» Passage:

⁂

Speaking after her first official conversation as prime minister with the mayor of Auckland, former Labour Party leader Phil Goff, Ardern said: "What I'm happy to say is that I have always opposed port expansion at its current site."

While POAL is positioning the longer wharf as part of a package that would also see another wharf removed, a spokesman for Ardern confirmed the government saw the new proposal as a bid for expansion.

The port's proposal, just a week since the new government was sworn in, has irritated key ministers, who regard the proposal as being deaf to the agreement in the coalition agreement between Labour and the New Zealand First parties to investigate moving the port to another site. NZ First leader Winston Peters campaigned on moving the port to Whangarei and upgrading the rail connection to Auckland.

Goff told a brief media conference with Ardern: "I welcome the fact that the government has committed to an upper North Island port study.

"It doesn't make sense for Auckland to make a decision in isolation to what the region and the country actually needs. So this is a draft proposal from the ports. That will go out for public discussion. They will be seeking resource consents but what we've got now is a study that will demonstrate what will work best for Auckland, for the region in the upper North Island and for the country as a whole. I think that study will be what counts for what we do in the future."

In its release, the port said it needed to expand a wharf to accommodate the increasing size of container ships coming to Auckland, the country's main import port, and allow it to continue to service the city and surrounding area for the next 30 years or "until such time as the port is moved". 

A Future Port Study involving various stakeholders and completed in July last year under the previous mayor, Len Brown, concluded the port's current location on the waterfront in the Auckland central business district would not be able to handle projected freight growth over the next 50 years and proposed a range of alternatives, including Northport near Whangarei, sites in the Firth of Thames, the Manukau Harbour on Auckland's west coast, and a site near the surf beach of Muriwai.

The port argues it will need some leeway to expand its berthing facilities in the interim.

Ardern also confirmed the new government would continue to use the process created between the previous government and Auckland Council to create the Auckland Transport Alignment Plan, which prioritises transport infrastructure investment for a city that is increasingly congested as around 800 new cars a week take to the road in the country's largest and fast-growing city.

Goff strongly backed the government's plans to build light rail services from central Auckland to the airport and west Auckland, with eastern and northern light rail to follow.

"I've looked around at different models around the world. It's very clear that Auckland has to have a mass transit system," said Goff, who defended the proposed 10 cents per litre regional petrol tax that will allow Auckland Council to contribute up to $1.5 billion of the approximately $3.9 billion cost of the airport and western routes.

"If we did not have the regional fuel tax, we would have to put rates up by probably 15 percent, which would be totally unsustainable, or we would have to introduce a congestion tax which, I think, in London is running at $21 a day. The regional fuel tax is on average probably $2.60 a week. That is absolutely sustainable," said Goff, who said his exploration of other cities showed light rail was "not an outdated technology" but "what countries all around the world are doing". 

He was also sympathetic to the use of so-called "value capture" rating on properties that benefited from being close to new public infrastructure, saying the idea had support "across the political spectrum". 

"That's a concept that really needs to be explored," he said. "Sometimes when the ratepayer and the taxpayer put in new infrastructure, it puts a massive uplift in the value of your properties. I think it's fair that if you're getting a massive uplift in the value of your property that you make a contribution to the infrastructure that lets that happen."

⁂

» Listed records:
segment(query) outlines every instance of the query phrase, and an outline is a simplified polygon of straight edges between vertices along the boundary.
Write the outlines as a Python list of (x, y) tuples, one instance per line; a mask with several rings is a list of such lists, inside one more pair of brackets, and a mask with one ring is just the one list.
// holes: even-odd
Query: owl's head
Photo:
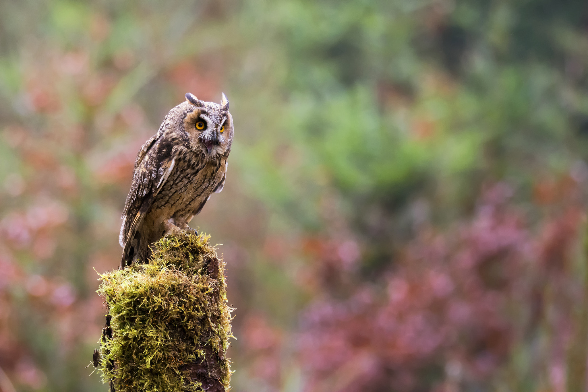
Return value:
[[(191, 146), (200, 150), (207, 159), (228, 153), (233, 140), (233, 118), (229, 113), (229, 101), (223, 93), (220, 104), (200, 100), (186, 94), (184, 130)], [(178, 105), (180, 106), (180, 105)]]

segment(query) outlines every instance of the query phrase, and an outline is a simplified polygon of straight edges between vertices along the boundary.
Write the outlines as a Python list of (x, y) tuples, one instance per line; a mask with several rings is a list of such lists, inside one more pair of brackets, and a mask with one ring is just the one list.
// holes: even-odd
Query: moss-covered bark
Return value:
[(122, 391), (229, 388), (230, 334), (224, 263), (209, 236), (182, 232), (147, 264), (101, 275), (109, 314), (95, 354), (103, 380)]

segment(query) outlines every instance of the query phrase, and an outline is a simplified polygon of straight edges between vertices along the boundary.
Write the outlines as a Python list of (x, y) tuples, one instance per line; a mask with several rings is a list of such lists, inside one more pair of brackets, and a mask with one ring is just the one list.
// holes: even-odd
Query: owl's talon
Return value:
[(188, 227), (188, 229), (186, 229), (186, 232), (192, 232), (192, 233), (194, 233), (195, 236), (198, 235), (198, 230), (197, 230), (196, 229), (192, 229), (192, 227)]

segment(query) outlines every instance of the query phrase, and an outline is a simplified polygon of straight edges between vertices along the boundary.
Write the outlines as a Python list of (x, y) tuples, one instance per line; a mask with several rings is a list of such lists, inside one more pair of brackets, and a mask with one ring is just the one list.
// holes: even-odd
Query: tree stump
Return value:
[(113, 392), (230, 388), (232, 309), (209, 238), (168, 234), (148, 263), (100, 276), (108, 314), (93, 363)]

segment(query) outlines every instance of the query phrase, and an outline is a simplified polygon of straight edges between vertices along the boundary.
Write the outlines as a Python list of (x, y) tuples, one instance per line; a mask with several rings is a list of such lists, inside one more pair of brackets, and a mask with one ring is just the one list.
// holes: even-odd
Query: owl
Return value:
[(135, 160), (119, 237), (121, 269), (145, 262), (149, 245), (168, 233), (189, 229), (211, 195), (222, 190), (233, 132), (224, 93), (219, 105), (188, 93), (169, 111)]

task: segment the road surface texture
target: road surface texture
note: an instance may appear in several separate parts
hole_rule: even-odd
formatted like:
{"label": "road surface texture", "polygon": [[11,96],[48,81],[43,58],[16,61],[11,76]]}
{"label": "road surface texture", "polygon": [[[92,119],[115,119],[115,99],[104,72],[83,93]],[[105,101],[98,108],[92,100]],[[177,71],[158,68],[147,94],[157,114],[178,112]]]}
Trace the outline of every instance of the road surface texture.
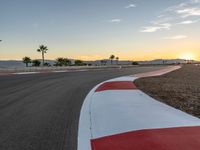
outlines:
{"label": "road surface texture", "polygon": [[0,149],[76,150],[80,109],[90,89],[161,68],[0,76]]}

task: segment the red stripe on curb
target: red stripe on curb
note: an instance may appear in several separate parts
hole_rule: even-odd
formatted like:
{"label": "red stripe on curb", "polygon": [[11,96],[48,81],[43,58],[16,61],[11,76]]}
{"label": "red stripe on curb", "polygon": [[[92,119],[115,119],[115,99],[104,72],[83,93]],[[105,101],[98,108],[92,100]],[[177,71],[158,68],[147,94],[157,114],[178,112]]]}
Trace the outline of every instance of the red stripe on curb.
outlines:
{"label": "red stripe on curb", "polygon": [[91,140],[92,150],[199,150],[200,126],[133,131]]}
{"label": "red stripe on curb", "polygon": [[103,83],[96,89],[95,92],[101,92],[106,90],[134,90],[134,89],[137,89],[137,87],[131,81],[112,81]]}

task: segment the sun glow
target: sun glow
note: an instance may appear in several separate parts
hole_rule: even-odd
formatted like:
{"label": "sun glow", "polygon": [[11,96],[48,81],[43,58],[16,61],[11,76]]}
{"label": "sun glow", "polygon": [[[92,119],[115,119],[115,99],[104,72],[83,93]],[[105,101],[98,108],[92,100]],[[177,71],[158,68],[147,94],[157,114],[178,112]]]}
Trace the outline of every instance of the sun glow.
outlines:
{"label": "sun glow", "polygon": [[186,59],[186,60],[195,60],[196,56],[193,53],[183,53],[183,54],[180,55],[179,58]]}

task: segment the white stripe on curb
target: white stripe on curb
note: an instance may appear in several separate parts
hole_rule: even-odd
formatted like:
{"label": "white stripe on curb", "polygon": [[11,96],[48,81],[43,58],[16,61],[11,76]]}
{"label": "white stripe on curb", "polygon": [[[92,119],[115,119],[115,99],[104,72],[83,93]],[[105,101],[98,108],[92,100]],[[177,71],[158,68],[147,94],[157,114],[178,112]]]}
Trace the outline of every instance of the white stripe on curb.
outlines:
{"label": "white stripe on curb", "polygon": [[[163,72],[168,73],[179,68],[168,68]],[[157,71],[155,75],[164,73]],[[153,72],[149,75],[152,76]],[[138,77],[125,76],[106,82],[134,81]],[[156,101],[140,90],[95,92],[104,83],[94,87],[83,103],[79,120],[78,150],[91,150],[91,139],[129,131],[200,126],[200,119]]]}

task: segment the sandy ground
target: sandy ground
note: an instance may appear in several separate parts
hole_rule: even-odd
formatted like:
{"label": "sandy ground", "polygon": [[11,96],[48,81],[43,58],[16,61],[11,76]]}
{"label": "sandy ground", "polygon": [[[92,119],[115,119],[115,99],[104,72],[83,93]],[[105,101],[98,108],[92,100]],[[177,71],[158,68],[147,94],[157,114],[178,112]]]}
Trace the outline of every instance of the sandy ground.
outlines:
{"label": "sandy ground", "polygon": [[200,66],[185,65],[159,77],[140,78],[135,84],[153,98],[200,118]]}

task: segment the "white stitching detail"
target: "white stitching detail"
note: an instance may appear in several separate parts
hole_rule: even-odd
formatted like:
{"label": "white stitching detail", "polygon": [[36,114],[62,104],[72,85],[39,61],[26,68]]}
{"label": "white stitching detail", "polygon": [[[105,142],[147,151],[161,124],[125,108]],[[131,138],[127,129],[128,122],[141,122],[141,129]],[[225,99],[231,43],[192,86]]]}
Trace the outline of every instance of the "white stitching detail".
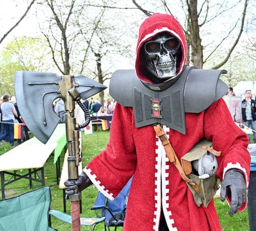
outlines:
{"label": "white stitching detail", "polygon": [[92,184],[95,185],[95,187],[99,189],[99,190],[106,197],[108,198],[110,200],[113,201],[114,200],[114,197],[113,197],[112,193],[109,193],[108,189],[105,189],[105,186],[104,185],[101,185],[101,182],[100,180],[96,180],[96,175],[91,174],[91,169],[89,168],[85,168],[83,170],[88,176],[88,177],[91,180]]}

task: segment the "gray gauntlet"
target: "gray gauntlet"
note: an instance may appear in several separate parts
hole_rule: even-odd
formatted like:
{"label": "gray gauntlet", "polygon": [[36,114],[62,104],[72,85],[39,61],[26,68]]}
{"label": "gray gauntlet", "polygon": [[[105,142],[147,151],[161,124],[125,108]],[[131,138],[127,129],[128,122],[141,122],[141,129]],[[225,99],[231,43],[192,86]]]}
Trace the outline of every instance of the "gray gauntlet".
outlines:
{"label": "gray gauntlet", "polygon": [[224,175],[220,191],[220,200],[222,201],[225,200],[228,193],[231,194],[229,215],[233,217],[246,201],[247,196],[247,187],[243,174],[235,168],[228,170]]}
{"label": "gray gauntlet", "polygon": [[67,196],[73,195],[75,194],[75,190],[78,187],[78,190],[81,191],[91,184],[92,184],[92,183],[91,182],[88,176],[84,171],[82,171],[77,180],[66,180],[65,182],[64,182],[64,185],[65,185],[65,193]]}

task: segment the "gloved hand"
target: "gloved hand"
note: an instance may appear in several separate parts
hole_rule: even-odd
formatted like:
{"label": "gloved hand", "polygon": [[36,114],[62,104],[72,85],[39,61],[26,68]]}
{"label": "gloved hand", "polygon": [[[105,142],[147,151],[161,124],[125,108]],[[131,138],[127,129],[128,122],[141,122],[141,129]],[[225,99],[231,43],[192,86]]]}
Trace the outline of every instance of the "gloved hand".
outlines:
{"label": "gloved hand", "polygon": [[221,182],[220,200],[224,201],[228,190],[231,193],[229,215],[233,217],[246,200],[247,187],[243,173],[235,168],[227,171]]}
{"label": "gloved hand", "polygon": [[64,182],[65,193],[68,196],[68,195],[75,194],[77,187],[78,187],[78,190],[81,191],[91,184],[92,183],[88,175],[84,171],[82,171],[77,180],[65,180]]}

⁂

» Exercise aim: Reproduce word for word the part of the port article starting with "The port argues it" and going on through "rail to follow.". Work only from the article on Auckland's port, not from the material.

» Exercise solution:
The port argues it will need some leeway to expand its berthing facilities in the interim.

Ardern also confirmed the new government would continue to use the process created between the previous government and Auckland Council to create the Auckland Transport Alignment Plan, which prioritises transport infrastructure investment for a city that is increasingly congested as around 800 new cars a week take to the road in the country's largest and fast-growing city.

Goff strongly backed the government's plans to build light rail services from central Auckland to the airport and west Auckland, with eastern and northern light rail to follow.